これまで東京都獣医師会の元へ搬送されてきた小笠原ネコはすでに500匹を超えた。同獣医師会では年1回、小笠原を訪問し、イヌ・ネコを中心とした派遣診療を行っている。そして個体識別のためのマイクロチップを挿入し、ネコが脱走しても飼い主が突き止められるようになっている。さらに小笠原村や東京都など自治体、環境省、林野庁といった省庁、現地NPOなどでは、「猫を日常的に屋外で飼わない」「避妊去勢手術のメリット」など、適正飼養に関する情報を提示しており、室内飼いのためのテクニックを伝えたり、住民からの相談にも乗ったりしている。住民たちも飼い主会を結成し、適正飼養のためのルール作りやモラル向上に取り組んでいる。
ネコの捕獲や管理が本格的になってきてから、アカガシラカラスバトという小笠原にしか生息していない希少な鳥は目に見えて数を増やし(2006年5月の東京都の報告書によるとは小笠原諸島の推定個体数は40羽以下とされていたが、現在はNPO法人小笠原自然文化研究所によれば200羽以上に増えたと考えられている)、その成果は毎年父島・母島で開催されるイベント「あかぽっぽの日」で住民に報告されている。

データ抜粋.

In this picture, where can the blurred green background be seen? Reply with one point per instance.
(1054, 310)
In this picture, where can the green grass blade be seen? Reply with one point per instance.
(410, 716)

情報の活用.
A) 小笠原のネコ対策の文章のうち、「これまで東京都獣医師会の元へ」で始まり「日」で住民に報告されている。」まで続く部分を、一字も変えずに書き写してください。
B) 次の(i)～(iii)の記述が小笠原のネコ対策の文章と一致するかどうかを、それぞれ「はい」か「いいえ」で答え、判断の決め手となる本文の語句をそのまま引用してください。(i) 東京都獣医師会は年に2回、小笠原を訪問して派遣診療を行っている。(ii) 住民たちは飼い主会を結成している。(iii) NPO法人小笠原自然文化研究所によれば、アカガシラカラスバトは現在200羽以上に増えたと考えられている。

解答欄.
A)
これまで東京都獣医師会の元へ搬送されてきた小笠原ネコはすでに500匹を超えた。同獣医師会では年1回、小笠原を訪問し、イヌ・ネコを中心とした派遣診療を行っている。そして個体識別のためのマイクロチップを挿入し、ネコが脱走しても飼い主が突き止められるようになっている。さらに小笠原村や東京都など自治体、環境省、林野庁といった省庁、現地NPOなどでは、「猫を日常的に屋外で飼わない」「避妊去勢手術のメリット」など、適正飼養に関する情報を提示しており、室内飼いのためのテクニックを伝えたり、住民からの相談にも乗ったりしている。住民たちも飼い主会を結成し、適正飼養のためのルール作りやモラル向上に取り組んでいる。
ネコの捕獲や管理が本格的になってきてから、アカガシラカラスバトという小笠原にしか生息していない希少な鳥は目に見えて数を増やし(2006年5月の東京都の報告書によるとは小笠原諸島の推定個体数は40羽以下とされていたが、現在はNPO法人小笠原自然文化研究所によれば200羽以上に増えたと考えられている)、その成果は毎年父島・母島で開催されるイベント「あかぽっぽの日」で住民に報告されている。

B)
(i) いいえ。「同獣医師会では年1回、小笠原を訪問し」
(ii) はい。「住民たちも飼い主会を結成し」
(iii) はい。「現在はNPO法人小笠原自然文化研究所によれば200羽以上に増えたと考えられている」